:: Text segment ::

How are you feeling after service?
Are you feeling empowered daily with all the new experiences that deepened you and the wisdom you gleaned as a volunteer? More confident than ever and ready for anything?
Or are you–like I was after Peace Corps—feeling kind of loose-ended, and wondering where that bolder, more confident, capable you from service went?
If so, it’s not just you.
One of the most common things I hear from people I coach is that they’ve just gone through these incredibly powerful volunteer experiences, but somehow feel… less confident afterward.
Shaky with resumes and interviews. Missing the larger social circles they used to have. Or stuck in a job that sounds pretty good on paper but for which they have no passion.
Most heart-breaking, people sometimes feel like they were at their peak during service, and doubt they’ll ever be able to be that person again.
This is a brutal, terrifying thought—especially considering most full-time volunteers finish service in their twenties.
These types of thoughts can make you small and overwhelmed. So I’m encouraging you to think two other things instead:
1. It makes sense that service is a hard act to follow.
Volunteering was a life-changing experience for most people I work with. It was also deeply fulfilling: an 11 on a scale of 1 to 10 is something I hear often.
If this is you, it’s not hard for you to explain why.
Maybe you loved the community you lived with—coming home every night and talking about work and the world. You loved having people you could be vulnerable with, argue with, keep messing up and starting over with. Going deep with.
Maybe, if you were an international volunteer, you felt empowered by living in a new language and radically different culture. You loved the relationships you built across language and cultural barriers, and seeing and experiencing things you never could at home.
You could probably go on and on.
Add to this the fact that while service inherently presents many challenges (which is of course part of the point, and the reward), most full-time volunteer programs are structured to handle a lot of practical details for us.

:::
:: Dataset content ::

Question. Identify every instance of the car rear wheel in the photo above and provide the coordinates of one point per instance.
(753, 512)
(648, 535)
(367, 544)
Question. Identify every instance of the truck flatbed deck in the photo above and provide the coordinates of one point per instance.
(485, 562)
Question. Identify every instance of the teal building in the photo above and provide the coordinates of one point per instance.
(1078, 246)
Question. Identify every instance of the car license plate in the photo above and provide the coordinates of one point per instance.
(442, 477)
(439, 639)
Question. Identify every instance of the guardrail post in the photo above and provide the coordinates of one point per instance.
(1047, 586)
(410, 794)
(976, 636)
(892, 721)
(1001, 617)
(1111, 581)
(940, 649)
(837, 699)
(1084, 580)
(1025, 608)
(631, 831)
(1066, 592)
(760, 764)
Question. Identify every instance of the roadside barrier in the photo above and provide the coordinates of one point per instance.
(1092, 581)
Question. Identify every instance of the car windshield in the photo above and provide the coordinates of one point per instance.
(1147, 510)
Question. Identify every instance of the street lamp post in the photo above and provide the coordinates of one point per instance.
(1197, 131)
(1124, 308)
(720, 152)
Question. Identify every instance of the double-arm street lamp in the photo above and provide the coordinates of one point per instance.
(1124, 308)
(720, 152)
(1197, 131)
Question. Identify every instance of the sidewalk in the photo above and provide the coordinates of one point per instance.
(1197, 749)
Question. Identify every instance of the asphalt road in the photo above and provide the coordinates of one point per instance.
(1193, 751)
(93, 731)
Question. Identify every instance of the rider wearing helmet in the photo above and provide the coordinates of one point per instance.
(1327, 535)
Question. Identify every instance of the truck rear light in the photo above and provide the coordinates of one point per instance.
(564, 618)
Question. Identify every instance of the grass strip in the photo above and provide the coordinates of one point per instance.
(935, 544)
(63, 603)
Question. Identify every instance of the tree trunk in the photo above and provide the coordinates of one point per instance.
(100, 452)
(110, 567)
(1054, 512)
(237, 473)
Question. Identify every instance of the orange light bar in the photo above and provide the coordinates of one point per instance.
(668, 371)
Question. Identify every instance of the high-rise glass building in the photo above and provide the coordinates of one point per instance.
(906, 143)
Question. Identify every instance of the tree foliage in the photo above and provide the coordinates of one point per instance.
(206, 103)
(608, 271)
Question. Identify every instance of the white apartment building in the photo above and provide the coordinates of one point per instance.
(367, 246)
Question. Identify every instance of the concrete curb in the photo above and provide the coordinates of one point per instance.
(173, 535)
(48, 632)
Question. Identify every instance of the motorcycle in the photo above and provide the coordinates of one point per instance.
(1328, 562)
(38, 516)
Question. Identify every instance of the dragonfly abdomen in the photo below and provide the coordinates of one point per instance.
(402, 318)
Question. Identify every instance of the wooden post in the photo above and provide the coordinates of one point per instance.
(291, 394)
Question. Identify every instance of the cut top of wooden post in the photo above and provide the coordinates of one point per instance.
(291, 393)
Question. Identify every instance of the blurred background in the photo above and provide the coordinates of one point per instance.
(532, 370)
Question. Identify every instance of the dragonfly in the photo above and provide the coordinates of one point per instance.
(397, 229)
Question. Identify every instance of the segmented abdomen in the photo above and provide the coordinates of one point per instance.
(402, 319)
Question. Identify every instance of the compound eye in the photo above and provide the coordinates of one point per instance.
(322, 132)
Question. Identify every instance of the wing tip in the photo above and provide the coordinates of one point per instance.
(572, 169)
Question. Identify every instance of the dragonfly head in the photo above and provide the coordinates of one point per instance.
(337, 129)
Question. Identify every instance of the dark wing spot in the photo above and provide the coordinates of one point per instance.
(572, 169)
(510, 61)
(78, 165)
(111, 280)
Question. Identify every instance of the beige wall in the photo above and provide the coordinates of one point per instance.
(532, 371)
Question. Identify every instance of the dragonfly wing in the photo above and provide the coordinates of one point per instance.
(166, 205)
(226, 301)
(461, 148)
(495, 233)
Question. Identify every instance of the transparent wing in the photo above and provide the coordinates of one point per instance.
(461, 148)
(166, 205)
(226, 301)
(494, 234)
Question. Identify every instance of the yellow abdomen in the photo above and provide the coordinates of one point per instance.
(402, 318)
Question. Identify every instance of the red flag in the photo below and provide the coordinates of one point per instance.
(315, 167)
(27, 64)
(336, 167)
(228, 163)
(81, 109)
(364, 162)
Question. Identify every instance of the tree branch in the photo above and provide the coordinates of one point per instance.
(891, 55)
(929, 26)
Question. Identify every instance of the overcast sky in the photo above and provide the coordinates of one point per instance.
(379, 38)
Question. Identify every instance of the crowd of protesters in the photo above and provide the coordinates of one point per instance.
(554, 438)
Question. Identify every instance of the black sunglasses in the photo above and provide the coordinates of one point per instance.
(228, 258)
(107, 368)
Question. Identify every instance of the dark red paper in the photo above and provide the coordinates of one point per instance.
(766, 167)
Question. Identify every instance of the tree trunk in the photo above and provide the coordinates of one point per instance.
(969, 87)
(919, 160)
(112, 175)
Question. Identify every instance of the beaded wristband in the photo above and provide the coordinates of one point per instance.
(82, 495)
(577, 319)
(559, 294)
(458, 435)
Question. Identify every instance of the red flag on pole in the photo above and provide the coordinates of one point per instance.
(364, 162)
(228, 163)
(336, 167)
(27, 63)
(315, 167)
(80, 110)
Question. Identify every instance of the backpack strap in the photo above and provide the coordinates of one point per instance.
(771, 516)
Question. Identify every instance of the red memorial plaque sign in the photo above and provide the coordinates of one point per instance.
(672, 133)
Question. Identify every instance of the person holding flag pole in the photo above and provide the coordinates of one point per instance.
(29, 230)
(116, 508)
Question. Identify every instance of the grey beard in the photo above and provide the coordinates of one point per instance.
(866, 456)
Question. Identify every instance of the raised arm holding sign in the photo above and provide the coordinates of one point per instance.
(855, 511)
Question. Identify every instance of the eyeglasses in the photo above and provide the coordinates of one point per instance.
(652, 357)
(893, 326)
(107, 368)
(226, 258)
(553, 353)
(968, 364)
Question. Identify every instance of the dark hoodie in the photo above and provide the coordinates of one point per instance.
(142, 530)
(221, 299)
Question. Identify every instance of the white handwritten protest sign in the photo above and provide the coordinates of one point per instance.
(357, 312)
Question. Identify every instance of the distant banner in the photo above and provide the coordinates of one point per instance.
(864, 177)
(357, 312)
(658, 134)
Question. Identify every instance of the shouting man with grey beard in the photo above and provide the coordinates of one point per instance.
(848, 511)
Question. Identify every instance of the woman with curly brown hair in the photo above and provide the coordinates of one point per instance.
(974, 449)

:::

Problem set =>
**1.** In the piece on life after volunteer service, what rating on a scale of 1 to 10 does the writer often hear people give their volunteer experience?
**2.** Continue the piece on life after volunteer service from the point where it stops.

Answers for the tasks =>
**1.** An 11.

**2.**
Thus, while you didn’t make much money during service, you also were probably provided with some or all of the following: housing, a place to work, a stipend, health insurance, a community, group retreats/in-service trainings, community and/or spirituality nights to process your experiences.
After volunteering, it’s a lot to arrange all these pieces, plus find fulfillment… not to mention money :). To boot, it’s the first time doing this “real world” navigation for most volunteers who served right or soon after college. So a taller order yet.
If you can stop and let in that struggle is completely normal in this transition—that there’s nothing wrong with you—it will release some weight and open up space in you.
And that eventually creates forward movement.
Go ahead: pause, and try it right now.
2. Service didn’t make you who you are. It brought out who you are—and gave you the opportunity to live it.
Imagine a high point during your service.
Maybe you were with your host family in your African village when they got electricity for the first time.
Maybe you were at your job in inner city Chicago celebrating with one of your homeless clients who just got permanent housing, or at a women’s march with your housemates.
What made that time so good for you?
Let’s say, for example, your high point is remembering your 12-year-old African host brother flashing a huge smile as he turned on electric lights in his home for the first time.
Was the experience powerful because you were able to celebrate with people you cared about getting something they really wanted, and had waited a long time for?
If so, maybe connection is a key value for you.
Was it that you were able to witness and participate in a unique experience you likely couldn’t have had at home?
If so, maybe adventure is central for you.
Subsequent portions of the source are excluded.